The requested output is every line from the one with "[mark] the folded" through the last line below, printed exactly.

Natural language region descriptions
-------

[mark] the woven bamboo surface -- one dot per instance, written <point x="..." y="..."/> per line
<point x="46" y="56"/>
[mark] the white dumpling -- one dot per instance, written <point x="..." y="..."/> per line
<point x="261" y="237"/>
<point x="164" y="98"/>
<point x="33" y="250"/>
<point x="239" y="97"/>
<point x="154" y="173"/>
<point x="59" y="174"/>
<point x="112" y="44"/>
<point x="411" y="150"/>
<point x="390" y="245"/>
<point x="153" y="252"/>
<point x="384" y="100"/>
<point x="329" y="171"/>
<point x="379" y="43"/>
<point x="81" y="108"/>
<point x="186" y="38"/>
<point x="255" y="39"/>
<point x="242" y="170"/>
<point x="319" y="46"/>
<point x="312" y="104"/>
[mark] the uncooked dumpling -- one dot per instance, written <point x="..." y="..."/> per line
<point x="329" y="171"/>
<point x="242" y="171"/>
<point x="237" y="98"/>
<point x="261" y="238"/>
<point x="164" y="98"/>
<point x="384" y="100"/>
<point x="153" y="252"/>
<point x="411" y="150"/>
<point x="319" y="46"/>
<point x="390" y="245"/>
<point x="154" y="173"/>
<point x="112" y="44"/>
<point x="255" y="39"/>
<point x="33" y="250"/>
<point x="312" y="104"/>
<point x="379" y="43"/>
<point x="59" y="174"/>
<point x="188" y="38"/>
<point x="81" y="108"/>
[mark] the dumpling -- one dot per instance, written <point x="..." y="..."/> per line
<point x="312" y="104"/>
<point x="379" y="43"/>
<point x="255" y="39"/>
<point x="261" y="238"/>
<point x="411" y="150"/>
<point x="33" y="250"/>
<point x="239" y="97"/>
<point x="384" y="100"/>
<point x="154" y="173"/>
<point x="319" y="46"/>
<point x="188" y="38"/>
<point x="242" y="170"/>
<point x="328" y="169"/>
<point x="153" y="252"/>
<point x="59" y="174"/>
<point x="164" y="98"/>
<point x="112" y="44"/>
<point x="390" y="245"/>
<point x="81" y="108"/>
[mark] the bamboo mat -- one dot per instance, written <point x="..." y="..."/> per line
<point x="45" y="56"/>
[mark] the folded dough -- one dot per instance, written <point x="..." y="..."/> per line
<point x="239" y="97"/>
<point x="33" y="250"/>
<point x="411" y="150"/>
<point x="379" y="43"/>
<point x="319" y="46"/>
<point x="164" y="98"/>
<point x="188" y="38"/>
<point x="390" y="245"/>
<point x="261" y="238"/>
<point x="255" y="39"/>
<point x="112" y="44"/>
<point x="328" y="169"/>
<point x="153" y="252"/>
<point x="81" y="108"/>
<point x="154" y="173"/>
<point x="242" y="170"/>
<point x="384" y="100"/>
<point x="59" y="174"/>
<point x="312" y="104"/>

-------

### OUTPUT OF THE EXERCISE
[mark] the folded dough -- one dot per instance, written <point x="..." y="..."/> per line
<point x="239" y="97"/>
<point x="33" y="250"/>
<point x="411" y="150"/>
<point x="379" y="43"/>
<point x="319" y="46"/>
<point x="164" y="98"/>
<point x="188" y="38"/>
<point x="390" y="245"/>
<point x="261" y="238"/>
<point x="255" y="39"/>
<point x="112" y="44"/>
<point x="328" y="169"/>
<point x="153" y="252"/>
<point x="81" y="108"/>
<point x="154" y="173"/>
<point x="242" y="170"/>
<point x="384" y="100"/>
<point x="59" y="174"/>
<point x="312" y="104"/>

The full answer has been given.